● **Teks Bacaan**:
□ □ □
Sabtu, 02 Mei 2020

Agak Sedikit Basi Kalau Sekarang Berbincang tentang Natal

Sekarang tanggal?
27 Januari 2017
Kira-kira 33 hari setelah Natal

Tapi biarlah saya berkata-kata tentang Natal. Semoga tidak banyak.

Alasan saya menulis tentang Natal. Bagi saya Natal (harusnya) bukan hanya tentang perayaan 25 Desember. (Mestinya) bukan hanya tentang budaya atau kebiasaan pada 25 Desember.

Sebelum Natal 2016, setiap ditanya "Dith, lo lebih suka Natal atau Paskah?" saya pasti menjawab, "Paskah lah!!". Tidak jarang jawaban saya menuai kernyitan dahi tapi saya tidak ambil pusing. Jawaban itu muncul karena sesungguhnya saya mulai melihat Natal hanya berkisar pada perayaan 25 Desember dan persiapannya. Atau hanya berkisar pada budaya-budaya (yang didominasi budaya barat). Atau terpaut pada lagu-lagu yang katanya lagu Natal namun setelah ditelisik liriknya, kata Natal hanya disebutkan sebagai keterangan dan yang dijual adalah romansanya. Walaupun yaa pada akhirnya saya tidak berkata bahwa Natal yang demikian itu salah. Toh tiap orang memiliki pemaknaan dan perayaan Natal masing-masing. Jadi yaa sah-sah saja kalau dirayakan demikian. 

Kembali lagi ke topik. Oleh karena penglihatan sok tahu saya, saya melihat Natal memberikan sedikit momen berefleksi dan berkontemplasi. Berbeda dengan masa Prapaskah hingga Paskah, selalu ada waktu untuk menyadari diri.

Kasihan diri saya ini. Padahal saya selalu bisa memilih beragam sudut pandang dalam memaknai Natal. Sayangnya, hanya segelintir kesempatan yang saya gunakan untuk memilah dan memilihnya.
Misalnya saat SMA, saya melihat bahwasanya Natal bukan hanya milik nasrani, tapi menjadi hak tiap orang. Kenapa? Sesederhana karena setiap orang berhak merasakan damai dan kebahagiaan.

Lalu setelahnya Natal bagi saya berlanjut hambar hingga tahun 2015 kemarin. Natal 2015 memberikan saya suatu sudut pandang bahwa Natal berarti lahirnya perdamaian dengan diri sendiri.

-------

Kalimat di atas merupakan ketikan terakhir pada 20 Februari 2017
Pada 3 Mei 2020 pukul 00.20, saya mencoba menelusuri lagi hendak ke mana tulisan ini. Syukur pada Yang Maha Memiliki Memori, saya masih ingat gambaran besarnya.
□ □ □
● **Daftar Entri**:

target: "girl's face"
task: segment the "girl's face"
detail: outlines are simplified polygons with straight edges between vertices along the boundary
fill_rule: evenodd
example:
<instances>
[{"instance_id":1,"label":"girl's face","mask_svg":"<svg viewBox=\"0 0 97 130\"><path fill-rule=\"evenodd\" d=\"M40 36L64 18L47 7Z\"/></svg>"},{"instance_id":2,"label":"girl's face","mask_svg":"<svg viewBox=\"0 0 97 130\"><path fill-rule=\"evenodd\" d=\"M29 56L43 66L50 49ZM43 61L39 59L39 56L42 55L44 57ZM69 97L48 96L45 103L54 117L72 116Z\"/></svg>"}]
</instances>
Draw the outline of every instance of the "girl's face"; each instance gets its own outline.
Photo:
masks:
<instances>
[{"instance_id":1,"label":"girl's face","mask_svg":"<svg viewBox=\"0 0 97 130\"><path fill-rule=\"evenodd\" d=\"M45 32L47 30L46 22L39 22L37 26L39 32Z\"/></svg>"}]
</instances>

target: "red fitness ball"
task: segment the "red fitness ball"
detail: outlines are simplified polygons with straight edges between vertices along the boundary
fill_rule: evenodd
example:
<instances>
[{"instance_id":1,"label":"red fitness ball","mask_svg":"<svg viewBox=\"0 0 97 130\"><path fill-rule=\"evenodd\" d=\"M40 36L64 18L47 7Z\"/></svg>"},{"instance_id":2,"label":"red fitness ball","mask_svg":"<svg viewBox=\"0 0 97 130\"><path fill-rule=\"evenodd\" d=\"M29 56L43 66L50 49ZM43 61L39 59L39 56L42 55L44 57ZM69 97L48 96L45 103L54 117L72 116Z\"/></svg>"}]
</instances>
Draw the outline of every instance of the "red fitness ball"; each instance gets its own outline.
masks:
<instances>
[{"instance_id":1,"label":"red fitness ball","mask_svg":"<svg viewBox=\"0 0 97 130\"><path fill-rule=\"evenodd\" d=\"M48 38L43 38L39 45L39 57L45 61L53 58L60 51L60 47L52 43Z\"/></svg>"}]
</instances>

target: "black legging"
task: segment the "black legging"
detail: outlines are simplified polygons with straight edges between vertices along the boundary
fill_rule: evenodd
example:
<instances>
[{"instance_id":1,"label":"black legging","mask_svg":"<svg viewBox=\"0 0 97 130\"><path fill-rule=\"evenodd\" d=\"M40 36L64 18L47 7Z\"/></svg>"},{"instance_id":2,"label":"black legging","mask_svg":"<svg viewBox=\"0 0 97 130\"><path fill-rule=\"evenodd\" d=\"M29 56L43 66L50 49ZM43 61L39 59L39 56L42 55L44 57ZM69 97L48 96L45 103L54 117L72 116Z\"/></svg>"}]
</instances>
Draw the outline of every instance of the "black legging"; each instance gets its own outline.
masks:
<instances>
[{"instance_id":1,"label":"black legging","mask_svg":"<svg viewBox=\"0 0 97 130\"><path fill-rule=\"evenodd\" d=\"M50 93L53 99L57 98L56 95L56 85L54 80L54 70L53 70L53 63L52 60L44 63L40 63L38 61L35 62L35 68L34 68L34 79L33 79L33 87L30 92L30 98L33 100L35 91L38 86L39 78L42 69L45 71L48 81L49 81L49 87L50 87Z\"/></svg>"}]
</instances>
□ □ □
● **Tujuan**:
Ulangi kata demi kata seluruh bagian tulisan tentang Natal, mulai dari "Tapi biarlah saya" sampai dengan "pada 25 Desember.". Data di atas diambil dari sumber yang berbeda.

● **Hasil Latihan**:
Tapi biarlah saya berkata-kata tentang Natal. Semoga tidak banyak.

Alasan saya menulis tentang Natal. Bagi saya Natal (harusnya) bukan hanya tentang perayaan 25 Desember. (Mestinya) bukan hanya tentang budaya atau kebiasaan pada 25 Desember.